• **WHAT IS BEING ASKED**
Copy exactly the lines from the one containing "Please tag the white kitchen" through the last line of the records, both included, and nothing more.

• **PROVIDED INFORMATION**
◇ ◇ ◇ ◇
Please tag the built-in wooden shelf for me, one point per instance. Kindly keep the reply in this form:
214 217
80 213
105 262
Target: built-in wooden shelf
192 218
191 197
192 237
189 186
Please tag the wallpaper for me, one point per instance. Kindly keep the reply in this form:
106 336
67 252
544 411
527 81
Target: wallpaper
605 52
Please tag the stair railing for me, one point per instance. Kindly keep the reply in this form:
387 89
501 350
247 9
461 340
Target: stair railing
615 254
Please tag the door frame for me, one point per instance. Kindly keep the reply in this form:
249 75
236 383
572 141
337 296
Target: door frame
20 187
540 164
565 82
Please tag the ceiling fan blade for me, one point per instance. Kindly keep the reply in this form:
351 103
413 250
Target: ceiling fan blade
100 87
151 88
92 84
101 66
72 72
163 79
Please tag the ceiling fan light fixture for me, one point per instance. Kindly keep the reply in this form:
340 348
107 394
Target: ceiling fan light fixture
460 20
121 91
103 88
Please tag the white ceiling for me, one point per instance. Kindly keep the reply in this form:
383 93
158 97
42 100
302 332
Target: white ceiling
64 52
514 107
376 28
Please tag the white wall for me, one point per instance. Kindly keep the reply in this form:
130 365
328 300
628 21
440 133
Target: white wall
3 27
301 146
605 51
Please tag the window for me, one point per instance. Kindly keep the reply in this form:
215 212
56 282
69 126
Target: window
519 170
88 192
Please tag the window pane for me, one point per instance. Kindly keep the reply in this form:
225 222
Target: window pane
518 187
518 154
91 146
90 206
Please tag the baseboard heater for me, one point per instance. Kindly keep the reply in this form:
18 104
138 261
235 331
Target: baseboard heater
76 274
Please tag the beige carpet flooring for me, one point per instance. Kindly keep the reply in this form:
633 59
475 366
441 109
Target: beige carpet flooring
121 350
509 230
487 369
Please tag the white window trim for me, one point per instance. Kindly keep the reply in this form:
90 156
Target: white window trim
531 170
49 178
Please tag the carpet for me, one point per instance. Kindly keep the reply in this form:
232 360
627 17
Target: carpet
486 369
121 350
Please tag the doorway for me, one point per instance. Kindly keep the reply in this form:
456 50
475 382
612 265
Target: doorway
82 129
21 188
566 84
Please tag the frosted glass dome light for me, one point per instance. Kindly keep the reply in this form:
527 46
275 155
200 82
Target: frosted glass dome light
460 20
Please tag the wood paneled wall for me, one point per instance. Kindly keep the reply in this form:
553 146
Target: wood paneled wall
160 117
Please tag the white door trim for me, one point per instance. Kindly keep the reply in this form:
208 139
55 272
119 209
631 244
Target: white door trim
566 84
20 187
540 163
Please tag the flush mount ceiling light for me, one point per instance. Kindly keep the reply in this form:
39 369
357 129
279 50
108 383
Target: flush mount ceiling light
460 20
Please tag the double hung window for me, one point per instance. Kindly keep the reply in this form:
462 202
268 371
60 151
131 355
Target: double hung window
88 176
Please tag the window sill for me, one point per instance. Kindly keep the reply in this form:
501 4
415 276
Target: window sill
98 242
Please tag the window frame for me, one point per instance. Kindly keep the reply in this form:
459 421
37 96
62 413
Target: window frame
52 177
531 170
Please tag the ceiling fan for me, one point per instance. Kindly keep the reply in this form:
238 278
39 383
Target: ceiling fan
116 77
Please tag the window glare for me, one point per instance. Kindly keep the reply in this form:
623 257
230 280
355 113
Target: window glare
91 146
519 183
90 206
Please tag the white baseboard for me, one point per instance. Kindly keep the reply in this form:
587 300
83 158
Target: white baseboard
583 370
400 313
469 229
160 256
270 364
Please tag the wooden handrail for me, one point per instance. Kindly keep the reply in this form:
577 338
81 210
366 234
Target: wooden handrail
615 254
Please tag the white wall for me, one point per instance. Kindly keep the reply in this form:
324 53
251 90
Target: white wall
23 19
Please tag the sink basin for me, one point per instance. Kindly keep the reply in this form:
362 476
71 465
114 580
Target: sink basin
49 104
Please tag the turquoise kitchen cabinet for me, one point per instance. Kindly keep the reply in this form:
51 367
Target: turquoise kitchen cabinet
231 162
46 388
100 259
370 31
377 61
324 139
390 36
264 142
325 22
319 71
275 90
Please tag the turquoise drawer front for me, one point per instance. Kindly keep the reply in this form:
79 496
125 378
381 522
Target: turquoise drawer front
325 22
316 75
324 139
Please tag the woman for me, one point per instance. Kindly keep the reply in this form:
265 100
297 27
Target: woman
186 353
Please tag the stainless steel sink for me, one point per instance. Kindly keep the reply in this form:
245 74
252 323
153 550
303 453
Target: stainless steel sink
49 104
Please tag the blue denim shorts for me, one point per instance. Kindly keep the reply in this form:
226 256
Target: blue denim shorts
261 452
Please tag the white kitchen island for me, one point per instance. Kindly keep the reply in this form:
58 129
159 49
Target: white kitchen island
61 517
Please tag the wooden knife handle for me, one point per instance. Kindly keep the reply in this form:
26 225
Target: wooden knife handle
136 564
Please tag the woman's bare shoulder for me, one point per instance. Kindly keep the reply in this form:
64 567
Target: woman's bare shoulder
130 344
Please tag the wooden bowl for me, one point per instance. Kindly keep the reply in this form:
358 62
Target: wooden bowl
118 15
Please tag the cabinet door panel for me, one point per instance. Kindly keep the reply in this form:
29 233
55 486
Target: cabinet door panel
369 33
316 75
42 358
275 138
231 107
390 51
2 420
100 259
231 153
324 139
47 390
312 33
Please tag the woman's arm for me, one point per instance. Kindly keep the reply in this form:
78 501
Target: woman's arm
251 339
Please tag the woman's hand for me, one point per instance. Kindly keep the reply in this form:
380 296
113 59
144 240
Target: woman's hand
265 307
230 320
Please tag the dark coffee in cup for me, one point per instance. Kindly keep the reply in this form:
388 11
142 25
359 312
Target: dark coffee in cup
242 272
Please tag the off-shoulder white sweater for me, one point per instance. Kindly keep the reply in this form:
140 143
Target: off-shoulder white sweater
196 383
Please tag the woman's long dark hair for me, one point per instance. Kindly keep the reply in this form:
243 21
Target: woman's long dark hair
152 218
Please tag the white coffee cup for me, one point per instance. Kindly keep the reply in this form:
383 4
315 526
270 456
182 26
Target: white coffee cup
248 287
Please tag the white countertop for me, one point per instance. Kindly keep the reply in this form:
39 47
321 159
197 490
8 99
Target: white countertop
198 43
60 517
◇ ◇ ◇ ◇
• **ANSWER BELOW**
Please tag the white kitchen island for me, one point per instance. Kindly keep the reply in this form:
58 129
159 49
Target: white kitchen island
61 517
Please tag the wooden knife handle for me, one point per instance. Kindly keep the reply in this form:
26 225
Target: wooden knife handle
136 564
Please tag the woman's bare shoulder for me, one point per instance. Kindly keep the reply in this form:
64 567
Target: woman's bare shoulder
130 344
Please tag the wooden bowl for me, one point per instance. Kindly keep the reply in this form:
358 62
Target: wooden bowl
118 15
Please tag the cabinet door panel for me, one point per instance. Kindly keep the reply in this form:
29 233
55 486
Target: cabinet door panel
369 33
316 75
42 358
275 138
231 107
390 51
2 420
100 259
231 153
324 139
47 390
312 33
Please tag the woman's arm for me, one point per instance. Kindly keep the reply in this form:
78 501
Target: woman's arm
251 339
Please tag the woman's hand for me, one point per instance. Kindly keep the reply in this form:
380 296
113 59
144 240
Target: woman's hand
265 307
230 320
Please tag the dark coffee in cup for me, one point per instance. Kindly keep the reply in this form:
388 11
142 25
359 312
Target: dark coffee in cup
242 272
Please tag the off-shoulder white sweater for me, one point per instance. Kindly keep the reply in this form:
140 143
Target: off-shoulder white sweater
196 383
Please tag the woman's long dark hair for me, one point per instance. Kindly keep the reply in this form:
243 21
Target: woman's long dark hair
152 218
Please tag the white coffee cup for me, one point per instance. Kindly keep the reply in this form:
383 4
315 526
270 456
182 26
Target: white coffee cup
248 287
Please tag the white countertop for me, one point per instance. Kindly keep the reply in this form:
39 47
321 159
197 490
8 99
Target: white countertop
198 43
60 517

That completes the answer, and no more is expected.